Giving supplements of the amino acid glutamine in intravenous fluids was linked to a nearly 30% increase in the risk of death, according to the study. The researchers also found that replacing antioxidants didn't appear to lower the risk of death or organ failure.
"When you get sick, your body has [internal] mechanisms to help you get better. Levels of glutamine and antioxidants get depleted, and we thought giving them back would be beneficial. So, we picked the sickest patients - critically ill patients with multi-organ failure - and gave them back high doses," explained study author Dr Daren Heyland, a professor of medicine at Queens University in Kingston, Ontario.
"We were totally surprised to find that glutamine was harmful. There was no prior indication in the literature that it could be harmful. Antioxidants were neutral. They weren't positive or negative. It's likely that we gave too little antioxidants and [didn't give them quickly enough]," Heyland said.
As to why glutamine was linked to an increased risk of death, Heyland said the researchers aren't sure how that happened. "Perhaps the changes that occur because of sickness are adaptive rather than maladaptive," he said. The author of an accompanying editorial, Dr Greet Van den Berghe, head of intensive care medicine at University Hospitals Leuven, in Belgium, agreed that low glutamine levels may be an adaptive response.
"If patients show low glutamine levels acutely in response to severe illness, it certainly looks like one should not correct this with the dose used in this study," Van den Berghe said.
But, she added that more research should be done because the average glutamine levels weren't especially low in this study, and she suggested that the dose of replacement glutamine given might have been too high, or it might have been given too early in the course of the illness.
How the study was done
Overall, she said, this study shows that glutamine may have the potential to cause harm. "I think this study, given its power and quality and showing a substantial rise in the risk of death with the treatment, strongly advises against infusing glutamine in severely ill patients with multiple organ failure in the ICU. The outcome of this study forms a solid basis for changing clinical practice guidelines," she said.

(Region pointing data)
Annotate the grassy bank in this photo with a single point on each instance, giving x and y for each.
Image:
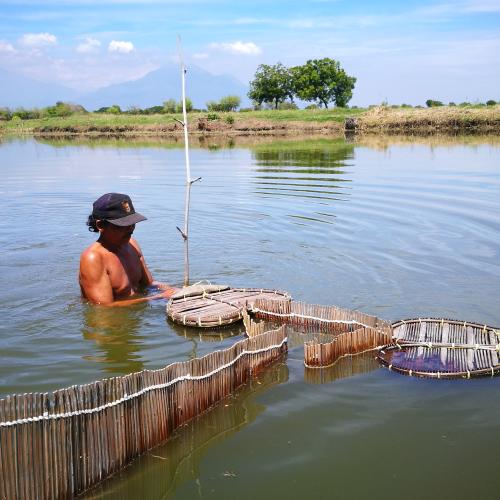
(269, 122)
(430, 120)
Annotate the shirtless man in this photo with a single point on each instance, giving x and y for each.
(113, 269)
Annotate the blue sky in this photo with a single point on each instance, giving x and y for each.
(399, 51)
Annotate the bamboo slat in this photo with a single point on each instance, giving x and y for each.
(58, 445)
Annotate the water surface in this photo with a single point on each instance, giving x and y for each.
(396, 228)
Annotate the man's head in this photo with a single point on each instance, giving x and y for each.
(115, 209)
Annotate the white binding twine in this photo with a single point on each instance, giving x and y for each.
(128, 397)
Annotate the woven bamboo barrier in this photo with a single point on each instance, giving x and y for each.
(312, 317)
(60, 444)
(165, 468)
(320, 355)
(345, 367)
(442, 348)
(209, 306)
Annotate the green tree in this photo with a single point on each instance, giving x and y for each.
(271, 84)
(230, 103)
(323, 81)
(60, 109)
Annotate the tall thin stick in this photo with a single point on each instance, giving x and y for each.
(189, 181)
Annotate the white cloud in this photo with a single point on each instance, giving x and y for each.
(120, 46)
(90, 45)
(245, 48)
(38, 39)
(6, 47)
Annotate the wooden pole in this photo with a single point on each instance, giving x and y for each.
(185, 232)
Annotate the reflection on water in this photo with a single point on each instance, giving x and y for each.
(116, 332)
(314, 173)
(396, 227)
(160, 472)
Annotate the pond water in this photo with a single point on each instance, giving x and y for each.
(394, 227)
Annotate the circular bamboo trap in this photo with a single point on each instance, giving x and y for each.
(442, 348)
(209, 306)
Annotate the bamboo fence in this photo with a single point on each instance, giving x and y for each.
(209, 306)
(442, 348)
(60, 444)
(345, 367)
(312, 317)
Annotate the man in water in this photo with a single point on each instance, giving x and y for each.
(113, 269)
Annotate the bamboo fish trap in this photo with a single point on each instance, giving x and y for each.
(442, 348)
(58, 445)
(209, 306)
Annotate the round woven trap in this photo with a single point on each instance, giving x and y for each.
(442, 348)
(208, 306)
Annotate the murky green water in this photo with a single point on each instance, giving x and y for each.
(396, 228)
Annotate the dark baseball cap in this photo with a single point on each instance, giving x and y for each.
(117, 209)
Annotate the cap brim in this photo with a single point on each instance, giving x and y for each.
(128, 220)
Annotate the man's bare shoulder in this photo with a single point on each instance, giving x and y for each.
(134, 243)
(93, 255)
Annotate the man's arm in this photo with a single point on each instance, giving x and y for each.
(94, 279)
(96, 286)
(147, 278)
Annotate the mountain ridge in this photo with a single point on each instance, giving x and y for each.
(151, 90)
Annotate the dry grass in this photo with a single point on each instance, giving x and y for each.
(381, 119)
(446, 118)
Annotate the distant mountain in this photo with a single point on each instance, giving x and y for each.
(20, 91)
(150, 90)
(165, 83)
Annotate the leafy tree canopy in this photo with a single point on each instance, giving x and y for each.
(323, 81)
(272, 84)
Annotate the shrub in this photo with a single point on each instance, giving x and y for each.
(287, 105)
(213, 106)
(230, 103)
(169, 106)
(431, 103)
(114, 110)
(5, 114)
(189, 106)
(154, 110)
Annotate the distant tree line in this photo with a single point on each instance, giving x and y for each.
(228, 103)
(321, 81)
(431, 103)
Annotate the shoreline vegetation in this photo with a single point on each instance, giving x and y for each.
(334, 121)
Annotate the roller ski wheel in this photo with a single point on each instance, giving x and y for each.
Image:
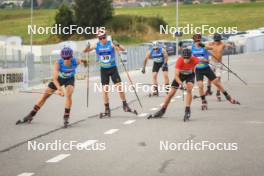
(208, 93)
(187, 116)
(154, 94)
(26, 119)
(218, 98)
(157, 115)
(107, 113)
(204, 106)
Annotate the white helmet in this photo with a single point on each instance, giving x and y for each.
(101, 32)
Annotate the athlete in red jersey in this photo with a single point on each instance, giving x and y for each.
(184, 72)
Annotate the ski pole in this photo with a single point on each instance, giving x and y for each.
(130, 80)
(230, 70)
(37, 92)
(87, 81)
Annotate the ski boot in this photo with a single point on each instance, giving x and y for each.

◆ **Work instructions**: Continue the article on glutamine and antioxidant supplements for critically ill patients, picking up after its final sentence.

◆ **Task response**:
Heyland's study included 1 223 critically ill patients treated in 40 intensive care units in Canada, the United States and Europe. All of the patients had multi-organ failure and were on mechanical ventilation to breathe.
The patients were randomly assigned to receive glutamine, antioxidants, both or a placebo treatment within 24 hours of admission to the intensive care unit.
The results showed a "trend" in the association between receiving glutamine and a higher death rate. 32% of those who received glutamine died within 28 days, compared with 27% of those who weren't given glutamine. The risk of dying if given glutamine was 28% higher than for patients who weren't given glutamine.
In a stronger finding deemed statistically significant, in-hospital deaths and deaths within six months were also higher for those given glutamine, according to the study.
Heyland said it's important to note that this study's finding only apply to the critically ill patients with multi-organ failure. Glutamine is often used beneficially in patients who aren't so sick, he said.
"Overall, there was no suggestion that glutamine supplementation was harmful until this report," said Dr Rafael Barrera, director of the surgical intensive care unit at Long Island Jewish Medical Center in New Hyde Park, NY.
"It now appears that the low glutamine levels are an adaptive response to inflammation and probably a protective pathway to down-regulate the stressed system."
Barrera said glutamine supplementation hasn't been widely adopted in the United States and he expects that the results of the latest study will cause a further decrease in the use of glutamine in the care of critically ill patients.